— TASK PROMPT —
In the entries below, find the line containing "Locate the short beard". Copy it and all lines after it, exactly, through the end.

— INPUT FOR THIS TASK —
— begin —

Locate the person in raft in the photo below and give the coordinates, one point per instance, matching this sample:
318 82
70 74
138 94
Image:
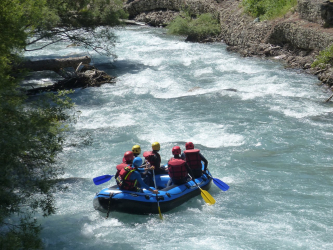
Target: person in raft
178 168
127 161
193 158
130 179
136 151
154 159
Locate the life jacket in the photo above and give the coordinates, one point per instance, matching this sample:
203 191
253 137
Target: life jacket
149 156
177 169
123 180
119 168
193 160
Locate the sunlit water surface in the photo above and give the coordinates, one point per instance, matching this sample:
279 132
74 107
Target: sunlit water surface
265 131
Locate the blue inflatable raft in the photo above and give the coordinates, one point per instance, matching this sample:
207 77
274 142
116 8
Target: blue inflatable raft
113 199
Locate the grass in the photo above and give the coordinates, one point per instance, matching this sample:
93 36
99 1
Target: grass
268 9
202 26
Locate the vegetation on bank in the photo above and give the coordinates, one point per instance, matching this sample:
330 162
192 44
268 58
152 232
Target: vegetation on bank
268 9
32 132
202 26
325 57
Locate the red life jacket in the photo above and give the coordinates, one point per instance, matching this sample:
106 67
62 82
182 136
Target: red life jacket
193 160
155 161
119 168
123 180
177 169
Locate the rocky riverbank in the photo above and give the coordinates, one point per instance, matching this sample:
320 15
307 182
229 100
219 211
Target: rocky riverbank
296 39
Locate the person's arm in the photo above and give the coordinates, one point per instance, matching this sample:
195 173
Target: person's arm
137 176
189 170
205 161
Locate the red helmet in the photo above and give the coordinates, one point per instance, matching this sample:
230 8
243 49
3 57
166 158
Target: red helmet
176 150
189 145
129 156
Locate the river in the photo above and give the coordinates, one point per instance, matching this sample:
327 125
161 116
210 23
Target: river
266 132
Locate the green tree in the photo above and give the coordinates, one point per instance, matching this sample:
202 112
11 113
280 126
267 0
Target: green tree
32 133
201 27
325 57
268 9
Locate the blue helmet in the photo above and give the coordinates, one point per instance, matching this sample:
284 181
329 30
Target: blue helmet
137 162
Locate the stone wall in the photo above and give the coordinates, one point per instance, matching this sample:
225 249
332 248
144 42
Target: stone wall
295 38
316 11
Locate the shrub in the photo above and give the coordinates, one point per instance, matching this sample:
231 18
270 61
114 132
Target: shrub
325 57
203 26
268 9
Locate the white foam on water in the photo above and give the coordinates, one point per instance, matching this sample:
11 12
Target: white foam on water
265 132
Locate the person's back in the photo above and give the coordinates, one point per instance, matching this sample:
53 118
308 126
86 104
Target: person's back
127 161
193 158
130 179
177 167
154 158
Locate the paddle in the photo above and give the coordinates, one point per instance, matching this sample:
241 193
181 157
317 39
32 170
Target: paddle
101 179
205 195
158 203
220 184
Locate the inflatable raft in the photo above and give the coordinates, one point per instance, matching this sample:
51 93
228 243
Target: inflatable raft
113 199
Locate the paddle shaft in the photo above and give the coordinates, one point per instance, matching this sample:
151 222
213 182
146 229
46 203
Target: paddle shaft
158 203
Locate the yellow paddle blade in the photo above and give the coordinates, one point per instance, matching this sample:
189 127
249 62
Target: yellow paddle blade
159 211
207 197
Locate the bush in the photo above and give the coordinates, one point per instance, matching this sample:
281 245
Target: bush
268 9
325 57
203 26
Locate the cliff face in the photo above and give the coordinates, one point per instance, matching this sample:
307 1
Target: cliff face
296 38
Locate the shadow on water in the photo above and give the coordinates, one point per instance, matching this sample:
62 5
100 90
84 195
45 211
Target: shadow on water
122 67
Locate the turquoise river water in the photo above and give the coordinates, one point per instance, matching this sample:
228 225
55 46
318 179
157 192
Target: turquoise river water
265 131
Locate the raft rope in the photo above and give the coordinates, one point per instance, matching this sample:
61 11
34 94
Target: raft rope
107 214
144 194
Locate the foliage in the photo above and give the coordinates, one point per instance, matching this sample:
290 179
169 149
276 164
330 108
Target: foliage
268 9
31 137
202 26
32 132
325 57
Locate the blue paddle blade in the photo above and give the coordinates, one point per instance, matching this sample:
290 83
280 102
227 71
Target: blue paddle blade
220 184
101 179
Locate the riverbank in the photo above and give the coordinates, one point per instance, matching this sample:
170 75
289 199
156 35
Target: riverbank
295 39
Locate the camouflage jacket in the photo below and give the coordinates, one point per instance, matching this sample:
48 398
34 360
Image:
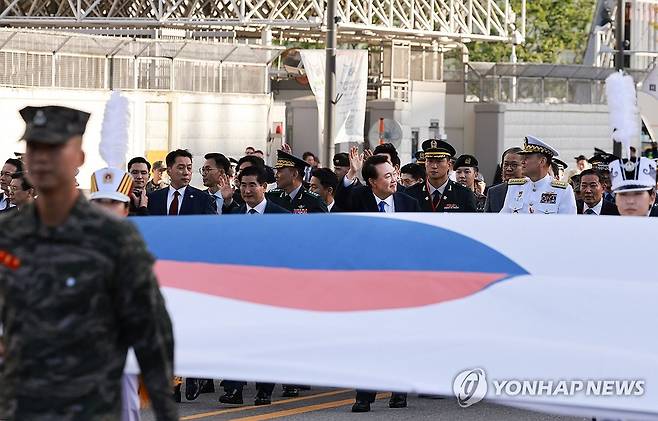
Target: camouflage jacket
73 299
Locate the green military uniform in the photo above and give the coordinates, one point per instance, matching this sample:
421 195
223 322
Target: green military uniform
304 201
73 299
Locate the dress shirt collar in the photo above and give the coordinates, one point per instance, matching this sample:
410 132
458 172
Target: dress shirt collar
441 188
295 192
260 208
597 208
181 191
390 203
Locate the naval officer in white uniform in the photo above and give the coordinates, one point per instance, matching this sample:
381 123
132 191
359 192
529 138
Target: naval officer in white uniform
538 191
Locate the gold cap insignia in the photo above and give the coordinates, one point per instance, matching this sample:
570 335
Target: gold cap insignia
39 118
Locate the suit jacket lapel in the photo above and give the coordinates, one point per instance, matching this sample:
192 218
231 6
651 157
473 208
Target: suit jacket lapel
370 203
187 206
397 203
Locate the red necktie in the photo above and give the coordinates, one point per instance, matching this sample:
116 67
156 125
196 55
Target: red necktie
173 208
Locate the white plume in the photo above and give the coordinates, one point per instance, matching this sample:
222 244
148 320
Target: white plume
622 108
114 133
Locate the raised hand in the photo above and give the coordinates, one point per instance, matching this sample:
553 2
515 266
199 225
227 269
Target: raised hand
356 163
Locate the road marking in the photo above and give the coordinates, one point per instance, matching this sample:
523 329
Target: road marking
305 409
280 402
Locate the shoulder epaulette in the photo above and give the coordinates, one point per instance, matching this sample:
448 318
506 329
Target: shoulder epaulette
559 184
311 193
517 181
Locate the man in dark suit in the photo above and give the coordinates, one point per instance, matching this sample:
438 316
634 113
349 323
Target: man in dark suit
380 192
11 167
387 149
324 183
592 189
215 173
512 167
439 193
252 180
180 198
378 195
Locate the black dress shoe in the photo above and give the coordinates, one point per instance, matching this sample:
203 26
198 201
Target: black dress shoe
208 386
290 392
361 406
233 397
177 395
398 400
192 389
263 398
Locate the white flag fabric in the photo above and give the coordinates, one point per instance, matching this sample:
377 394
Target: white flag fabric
650 83
351 90
411 302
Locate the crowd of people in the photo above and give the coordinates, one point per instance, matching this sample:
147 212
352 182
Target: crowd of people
532 180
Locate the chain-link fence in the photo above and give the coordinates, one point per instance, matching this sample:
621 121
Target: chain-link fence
538 83
75 61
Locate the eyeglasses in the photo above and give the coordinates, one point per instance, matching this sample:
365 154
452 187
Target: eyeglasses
206 170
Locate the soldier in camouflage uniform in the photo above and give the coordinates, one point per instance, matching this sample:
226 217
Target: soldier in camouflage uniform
77 290
291 194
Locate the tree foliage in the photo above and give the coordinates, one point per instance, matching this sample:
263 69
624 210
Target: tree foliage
557 31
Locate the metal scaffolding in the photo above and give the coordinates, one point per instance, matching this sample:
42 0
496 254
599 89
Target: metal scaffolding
359 20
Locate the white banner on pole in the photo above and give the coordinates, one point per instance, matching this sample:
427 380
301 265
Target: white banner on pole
351 90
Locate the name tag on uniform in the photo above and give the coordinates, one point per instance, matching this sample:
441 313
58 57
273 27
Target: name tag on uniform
9 260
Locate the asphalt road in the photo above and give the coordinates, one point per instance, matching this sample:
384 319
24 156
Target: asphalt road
332 404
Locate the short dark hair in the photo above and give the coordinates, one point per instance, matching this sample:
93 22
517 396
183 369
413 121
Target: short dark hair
253 160
139 160
16 163
415 170
327 177
592 171
390 150
171 156
220 160
256 170
370 167
25 184
514 150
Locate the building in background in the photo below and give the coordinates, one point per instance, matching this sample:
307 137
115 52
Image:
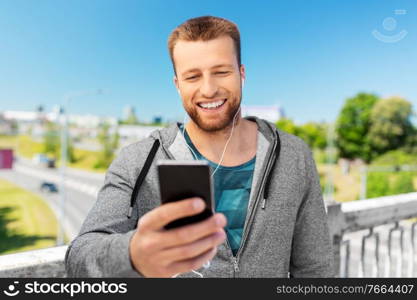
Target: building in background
271 113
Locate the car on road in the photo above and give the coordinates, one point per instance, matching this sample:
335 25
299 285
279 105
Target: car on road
43 160
48 187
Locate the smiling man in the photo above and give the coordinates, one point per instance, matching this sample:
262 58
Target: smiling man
270 218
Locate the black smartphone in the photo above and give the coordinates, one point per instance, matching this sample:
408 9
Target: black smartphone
182 179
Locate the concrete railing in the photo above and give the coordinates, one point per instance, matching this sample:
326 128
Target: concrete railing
350 217
344 218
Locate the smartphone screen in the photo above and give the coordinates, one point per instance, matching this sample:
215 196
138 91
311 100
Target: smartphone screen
179 180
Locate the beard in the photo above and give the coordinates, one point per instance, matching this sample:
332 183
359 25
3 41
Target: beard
214 124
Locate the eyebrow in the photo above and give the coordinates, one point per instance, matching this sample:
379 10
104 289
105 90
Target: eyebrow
214 67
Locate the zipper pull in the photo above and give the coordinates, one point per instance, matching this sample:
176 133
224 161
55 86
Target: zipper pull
235 264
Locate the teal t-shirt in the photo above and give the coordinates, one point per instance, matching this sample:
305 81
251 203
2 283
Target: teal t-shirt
232 186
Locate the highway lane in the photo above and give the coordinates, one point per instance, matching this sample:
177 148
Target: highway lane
78 203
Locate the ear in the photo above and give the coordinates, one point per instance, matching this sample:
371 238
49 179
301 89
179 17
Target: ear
175 80
242 73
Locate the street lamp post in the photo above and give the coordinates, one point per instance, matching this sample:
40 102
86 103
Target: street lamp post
64 156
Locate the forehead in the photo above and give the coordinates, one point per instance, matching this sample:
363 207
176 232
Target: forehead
204 54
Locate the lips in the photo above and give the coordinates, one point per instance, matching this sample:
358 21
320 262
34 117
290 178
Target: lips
212 105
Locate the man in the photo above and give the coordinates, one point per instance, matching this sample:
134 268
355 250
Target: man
270 219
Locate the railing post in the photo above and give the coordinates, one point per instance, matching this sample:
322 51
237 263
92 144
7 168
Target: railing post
336 223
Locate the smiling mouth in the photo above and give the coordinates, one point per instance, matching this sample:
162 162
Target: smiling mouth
212 105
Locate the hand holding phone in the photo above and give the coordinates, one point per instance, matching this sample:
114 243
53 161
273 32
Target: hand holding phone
180 180
157 252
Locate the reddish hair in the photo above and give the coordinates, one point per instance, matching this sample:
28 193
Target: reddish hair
204 29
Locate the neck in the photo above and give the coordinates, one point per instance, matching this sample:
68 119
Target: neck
212 143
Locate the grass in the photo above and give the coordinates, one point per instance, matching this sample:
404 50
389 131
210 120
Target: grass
26 221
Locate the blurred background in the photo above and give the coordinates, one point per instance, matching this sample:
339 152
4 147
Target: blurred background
80 80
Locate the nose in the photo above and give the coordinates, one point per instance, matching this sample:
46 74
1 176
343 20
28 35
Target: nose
208 87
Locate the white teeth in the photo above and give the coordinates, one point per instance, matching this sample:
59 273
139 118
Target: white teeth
212 104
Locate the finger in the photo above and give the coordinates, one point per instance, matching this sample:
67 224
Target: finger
193 263
190 233
194 249
166 213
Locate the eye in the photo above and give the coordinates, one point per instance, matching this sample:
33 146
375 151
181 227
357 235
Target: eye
221 73
191 77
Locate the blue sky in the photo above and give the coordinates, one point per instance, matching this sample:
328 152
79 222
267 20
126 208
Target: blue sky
307 56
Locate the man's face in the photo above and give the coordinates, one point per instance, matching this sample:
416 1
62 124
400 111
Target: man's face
209 80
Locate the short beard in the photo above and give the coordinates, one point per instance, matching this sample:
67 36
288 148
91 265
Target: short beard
222 124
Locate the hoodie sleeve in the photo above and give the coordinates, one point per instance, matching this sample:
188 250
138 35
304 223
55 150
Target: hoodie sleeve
312 253
102 247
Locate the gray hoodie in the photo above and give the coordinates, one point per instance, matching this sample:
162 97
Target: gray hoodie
285 233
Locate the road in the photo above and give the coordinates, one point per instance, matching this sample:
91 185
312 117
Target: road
81 190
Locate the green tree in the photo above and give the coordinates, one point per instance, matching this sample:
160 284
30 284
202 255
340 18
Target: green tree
390 124
287 125
353 125
314 134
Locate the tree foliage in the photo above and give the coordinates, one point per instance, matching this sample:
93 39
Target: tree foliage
391 125
353 125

— end —

— ANSWER TO THIS PROBLEM —
Locate the short beard in the photo above and give the coordinates, one point per instance, matching this sample:
67 36
288 148
91 265
Target: short beard
222 124
Locate the hoodie sleeve in the photo above and give the coordinates, one point per instance, matching this sample:
188 250
138 35
304 223
55 150
Target: hoodie sleeve
312 253
102 247
Locate the gray hoodie in the photo above and give the coordinates, one point per instance, matching this sample:
162 97
Target: gray hoodie
285 233
Locate the road in the photo above and give the coordinates, one point per instance, matching this sample:
91 185
312 117
Target: road
81 190
Locate the green tree in the photo above and give the coordinates, one point per instance, matching this sample:
160 284
30 284
202 255
340 18
Target: green tree
390 124
287 125
353 125
314 134
Locate the tree foliage in the photo above and give the coordinates, one point per instance, matching this sample:
93 39
Target: tree foliage
391 125
353 125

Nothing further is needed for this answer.